→ Given passage
== Segment start ==

Sunday, October 13, 2013

A Meanook Fall

Aspen in October.  At Meanook.
Posted by:  Kim

The troops are flying back to Canada today for the last trip of the season – they are actually on the plane as I type, after (not surprisingly) a bit of a delay at PHL.  October trips are usually my favorites, but this year, I am holding down the fort.  For me, bending over for long periods of time and carrying heavy equipment through squishy sodden -- yet beautiful -- peat is frowned upon by the powers that be right now.  Sigh.  I’ll miss the bright yellows and oranges of the aspen, larch, and birch swimming in the deep blue of the Alberta skies and I’ll especially miss the camaraderie of good friends doing fieldwork.  I’ll miss the berries and the foraging bears and the wild eagles.  The weather for this trip looks fantastic.  I am sure they will have a great time.

I will also miss, perhaps, my last chance to say goodbye to Meanook.  Our September trip was a busy one, filled with both field work and dismantling nearly 15 years of equipment and memories from a place we've called home for a very long time.  The Meanook Biological Research Station is closing.  We accomplished our field work in September; and then, systematically moved our equipment and tools out of Meanook.  Under the heavy weight of recent budget cuts, the University of Alberta has decided to step away from the field station, with the Department of Biological Sciences breaking ties with us and other external researchers associated with the station.  It has not been a smooth extraction, to say the least. 

Syncrude plant located just north of Fort McMurray. 2013.
Steven Harper, the Prime Minister of Canada since 2006, and the government of Alberta, are no friends to education, arts, the environment, or scientific inquiry.  With a power base in Alberta, Harper is changing the landscape in Canada in ways both metaphorical and literal.  Massive budget cuts have been imposed on countless institutions and researchers on a national level, and scientists have not only been defunded and disbanded, but they have also been actively muzzled.  Alberta, as a lightning rod for this new Conservative party mentality, now functions, along with the whole of Canada, with a bleaker, heavily petroleum based-economy.  Harper and his party actively shunt money now to industry, establish increased subsidies and reduced regulations to oil companies and their ilk, while systematically cutting funding for, and eliminating, jobs and resources to scientists and educators.   Scientists can no longer do their jobs (even if they have them), and continue to be limited in their ability to disseminate real data and information. Meanook, an outpost for scientists near the oil sands region, is closing.  It is not the first research station in Canada to fall under this new reality (far from it), but it is near and dear to us all; and as we struggle to reestablish a new paradigm for our own research needs, we hope we can help keep Meanook functioning in any way we can.  For now, our hands are tied.

== Segment end ==

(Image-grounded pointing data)
== Segment start ==

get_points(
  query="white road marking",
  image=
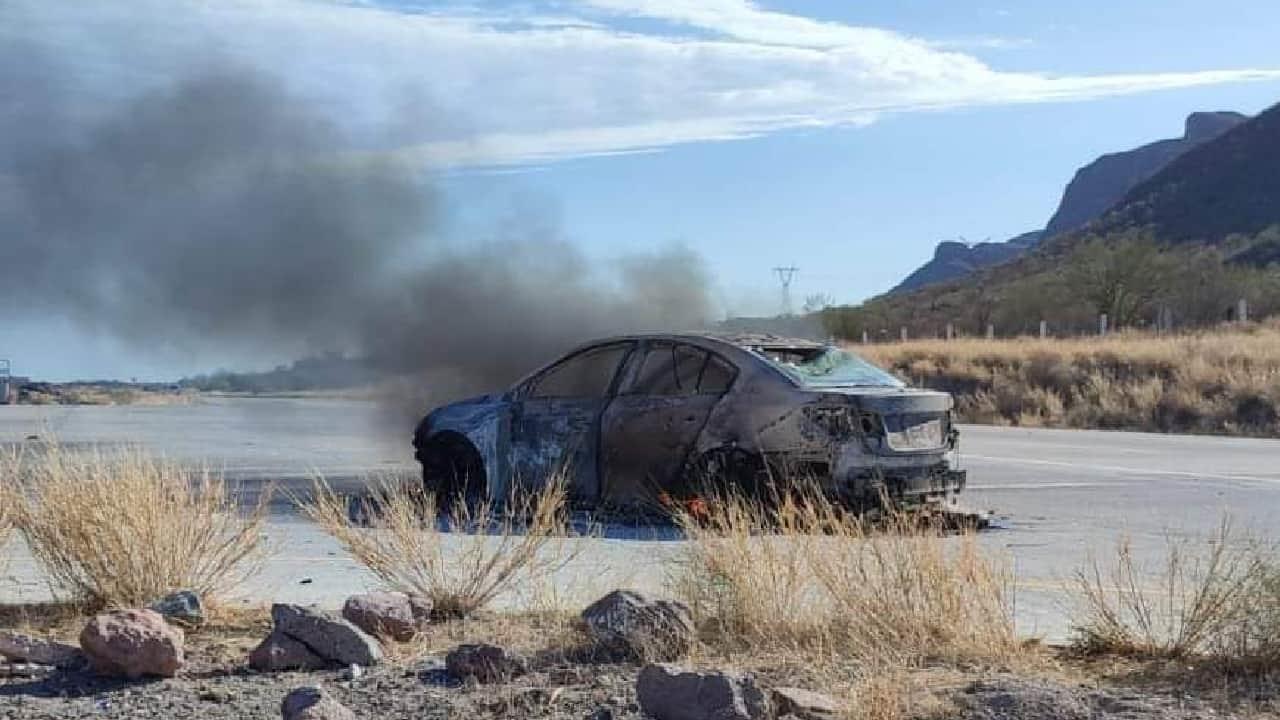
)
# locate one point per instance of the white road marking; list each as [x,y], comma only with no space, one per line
[1123,469]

== Segment end ==

→ Work request
According to the post about Meanook, why has the University of Alberta decided to step away from the field station?

→ Output below
It stepped away under the heavy weight of recent budget cuts.